Questão 28: Dos efeitos do amor.
Art. 2 ― Se o amor causa a mútua inerência, i. é, se faz com que o amante esteja no amado e reciprocamente.
(III Sent., dist. XXVII, q. 1,
a . 1 ad 4).
O
segundo discute-se assim. ― Parece que o amor não causa a mútua inerência, i.
é, não faz com que o amante esteja no amado e reciprocamente.
1. ― Pois, o que está em outro ser é contido por este. Ora, o continente não se identifica com o conteúdo. Logo, o amor não pode causar a mútua inerência, de modo que o amado esteja no amante e reciprocamente.
2.
Demais. ― Não podemos penetrar no íntimo de um ser íntegro senão dividindo-o.
Ora, dividir coisas realmente unidas não pertence ao apetite, no qual tem sua
sede o amor, mas à razão. Logo, a mútua inerência não é efeito do amor.
3.
Demais. ― Se pelo amor o amante está no amado e inversamente, conclui-se que o
amado se une ao amante, do mesmo modo por que este se une com aquele. Ora, a própria
união é o amor, como já se disse 1. Donde se conclui, que sempre o
amante há-de ser amado por quem o ama, o que é claramente falso. Logo, a mútua
inerência não é efeito do amor.
Mas,
em contrário, diz a Escritura (1 Jo 4, 16): aquele que permanecer na
caridade permanece em Deus, e Deus nele. Ora, a caridade é o amor de Deus.
Logo, pela mesma razão, qualquer amor faz com que o amado esteja no amante.
O efeito em questão da mútua inerência, pode ser entendido relativamente à
virtude apreensiva e à apetitiva.
════════════════════
Instrução 1: Organize as linhas dos registros abaixo como uma tabela Markdown com as colunas Nº e Linha, omitindo as linhas em branco.

(Entradas de um conjunto de anotações por pontos)
════════════════════
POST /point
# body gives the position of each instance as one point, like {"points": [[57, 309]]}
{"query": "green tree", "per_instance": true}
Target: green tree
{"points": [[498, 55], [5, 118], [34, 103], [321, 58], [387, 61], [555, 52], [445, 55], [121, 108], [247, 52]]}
════════════════════
Instrução 2: Reescreva de forma mais breve o parágrafo do trecho que começa com "Mas, em contrário", conservando seus fatos principais.

Resposta escrita 1:
| Nº | Linha |
|---|---|
| 1 | POST /point |
| 2 | # body gives the position of each instance as one point, like {"points": [[57, 309]]} |
| 3 | {"query": "green tree", "per_instance": true} |
| 4 | Target: green tree |
| 5 | {"points": [[498, 55], [5, 118], [34, 103], [321, 58], [387, 61], [555, 52], [445, 55], [121, 108], [247, 52]]} |

Resposta escrita 2: Em sentido oposto, a Escritura (1 Jo 4, 16) diz que quem permanece na caridade permanece em Deus, e Deus nele. Sendo a caridade o amor de Deus, pela mesma razão todo amor faz com que o amado esteja no amante.